• [Passage to read]:
────────

One polytunnel was filled with the most gorgeous tomatoes and cucumbers. The other had dozens of pepper plants, aubergines, and courgettes. Trays of fresh homegrown vegetables destined for the kitchen were waiting outside one of them.
Growing outside you could find your cabbage, carrots, lettuce, and everything in between. Not bad considering that none of the prisoners had gardening experience before they were incarcerated. It’s also an exposed site so the abundance was impressive given the environmental challenges.
There were only a handful of prisoners working when I was there and for discretion, I didn’t film their faces. I did speak to two on audio and you can hear what they have to say in the video at the top of this piece. You can also watch it on YouTube. One thing that still intrigues me is that they grow many of their crops from seeds saved from kitchen scraps. Incredibly, they grew all their pepper plants this year from seeds they saved from shop-bought veg. One prisoner told me about collecting them from the bin, drying them, and sowing them earlier this spring.
Another prisoner who will be released soon is already looking for an allotment — a plot at a community garden. Growing vegetables has had such an impact on him that he wants to continue gardening as a free man.
Saving Taxpayer’s money
Though the prison obviously supplies the land and the supervision needed for the programme, everything else has come via donation. The polytunnels, composted manure, additional seeds, tools, you name it. With a free and willing workforce the prison vegetable garden is now producing so much food that it’s stopped buying in veg to feed both prisoners and staff. That’s a lot of money that’s being saved on a daily basis.

────────

• [Source data]:
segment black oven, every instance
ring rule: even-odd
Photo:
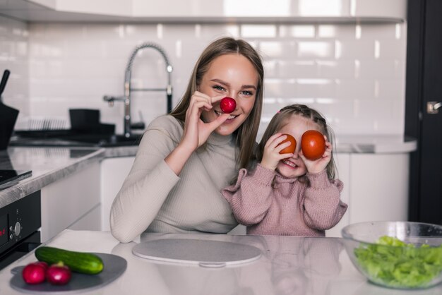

────────

• [Activities]:
**A)** Do the following statements agree with the prison garden text? Answer yes or no for each, and quote the words of the text that decide it.
(i) The prisoners had gardening experience before they were incarcerated.
(ii) All of this year's pepper plants were grown from seeds saved from shop-bought vegetables.
(iii) The prison bought the polytunnels for the programme.
**B)** Answer these questions from the prison garden text.
(i) What did the polytunnel without the tomatoes and cucumbers hold?
(ii) What is the prisoner who will be released soon already looking for?
(iii) Who is now fed with the garden's vegetables instead of bought-in ones?
**C)** Copy out the part of the prison garden text starting at "There were only" and ending at "a free man.".

• [Answers for this exercise]:
**A)**
(i) No: "none of the prisoners had gardening experience before they were incarcerated"
(ii) Yes: "they grew all their pepper plants this year from seeds they saved from shop-bought veg"
(iii) No: "everything else has come via donation. The polytunnels, composted manure, additional seeds, tools, you name it."

**B)**
(i) Dozens of pepper plants, aubergines, and courgettes.
(ii) An allotment, a plot at a community garden.
(iii) Both prisoners and staff.

**C)**
There were only a handful of prisoners working when I was there and for discretion, I didn’t film their faces. I did speak to two on audio and you can hear what they have to say in the video at the top of this piece. You can also watch it on YouTube. One thing that still intrigues me is that they grow many of their crops from seeds saved from kitchen scraps. Incredibly, they grew all their pepper plants this year from seeds they saved from shop-bought veg. One prisoner told me about collecting them from the bin, drying them, and sowing them earlier this spring.
Another prisoner who will be released soon is already looking for an allotment — a plot at a community garden. Growing vegetables has had such an impact on him that he wants to continue gardening as a free man.